» Quoted passage:
■ ■ ■ ■ ■ ■ ■

While critical now, it was against this theoretical backdrop that I begin my research into mathematics teacher professional learning in 2010 as part of my PhD research.

Mathematics teachers’ beliefs were the preferred explanation of my funders and supervisors of teachers’ thinking and their classroom practices. It was also their preferred explanation of how teachers learn new practices and approaches. I had an extended period where I was critically engaged with research and theory around teachers’ beliefs.

While the popular account of mathematics teachers’ actions was based on their knowledge and beliefs, there were competing views coming from a ‘social’ perspective on learning. In this teacher learning involves a process of becoming socialised into a ‘community of practice’. It is an indoctrination into practices and ‘ways of doing things’ – adopting the principles, language and ideas of the mathematics teaching profession, especially as it is in the locality. ‘Change’ or teacher learning must involve some change in the community to permit the individual teacher to change.

As I began to collect data, I felt that the ‘constructivist’ (that based on knowledge and beliefs) and the sociocultural both were valid but partial explanations of what was happening. The research literature appeared to show that the constructivist and sociocultural views of teacher learning were mostly in an ideological conflictual impasse.

■ ■ ■ ■ ■ ■ ■

» Required work:
According to the passage on mathematics teacher learning, what explanation of teachers' thinking and classroom practices did the funders and supervisors prefer? The data after this text has no connection to it.

» Given entries:
■ ■ ■ ■ ■ ■ ■

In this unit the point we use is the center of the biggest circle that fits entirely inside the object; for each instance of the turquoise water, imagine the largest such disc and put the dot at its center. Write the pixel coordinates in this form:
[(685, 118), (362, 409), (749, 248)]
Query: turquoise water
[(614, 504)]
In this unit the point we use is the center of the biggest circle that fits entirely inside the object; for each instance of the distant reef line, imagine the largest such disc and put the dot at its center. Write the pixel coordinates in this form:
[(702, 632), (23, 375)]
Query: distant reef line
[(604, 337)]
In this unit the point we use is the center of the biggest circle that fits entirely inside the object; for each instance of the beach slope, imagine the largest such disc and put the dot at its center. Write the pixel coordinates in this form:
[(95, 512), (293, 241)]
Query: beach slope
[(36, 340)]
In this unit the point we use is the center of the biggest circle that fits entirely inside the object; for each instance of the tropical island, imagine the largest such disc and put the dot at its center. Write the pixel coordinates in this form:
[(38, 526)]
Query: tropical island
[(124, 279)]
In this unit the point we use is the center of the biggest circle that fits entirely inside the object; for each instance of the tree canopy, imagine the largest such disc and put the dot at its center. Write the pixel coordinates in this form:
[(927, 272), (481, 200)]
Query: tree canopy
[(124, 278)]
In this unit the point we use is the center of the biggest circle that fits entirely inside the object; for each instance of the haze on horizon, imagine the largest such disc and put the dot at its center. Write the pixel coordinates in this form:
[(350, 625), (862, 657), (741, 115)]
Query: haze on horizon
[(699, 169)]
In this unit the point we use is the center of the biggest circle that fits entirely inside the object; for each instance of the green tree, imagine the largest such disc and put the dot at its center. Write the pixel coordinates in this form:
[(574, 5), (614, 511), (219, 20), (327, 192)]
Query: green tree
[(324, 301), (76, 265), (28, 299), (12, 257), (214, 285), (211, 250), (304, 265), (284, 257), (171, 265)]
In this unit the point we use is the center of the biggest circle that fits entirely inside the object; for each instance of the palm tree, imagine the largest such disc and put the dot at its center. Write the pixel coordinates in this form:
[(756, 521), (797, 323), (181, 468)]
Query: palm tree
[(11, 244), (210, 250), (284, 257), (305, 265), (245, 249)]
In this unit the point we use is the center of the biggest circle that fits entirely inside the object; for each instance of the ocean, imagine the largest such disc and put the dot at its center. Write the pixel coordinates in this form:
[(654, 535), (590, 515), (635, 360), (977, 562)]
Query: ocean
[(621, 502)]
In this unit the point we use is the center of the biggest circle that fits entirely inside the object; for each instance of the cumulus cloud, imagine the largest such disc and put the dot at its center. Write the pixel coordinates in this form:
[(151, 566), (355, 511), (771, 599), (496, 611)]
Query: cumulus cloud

■ ■ ■ ■ ■ ■ ■

» The output:
They preferred mathematics teachers' beliefs as the explanation.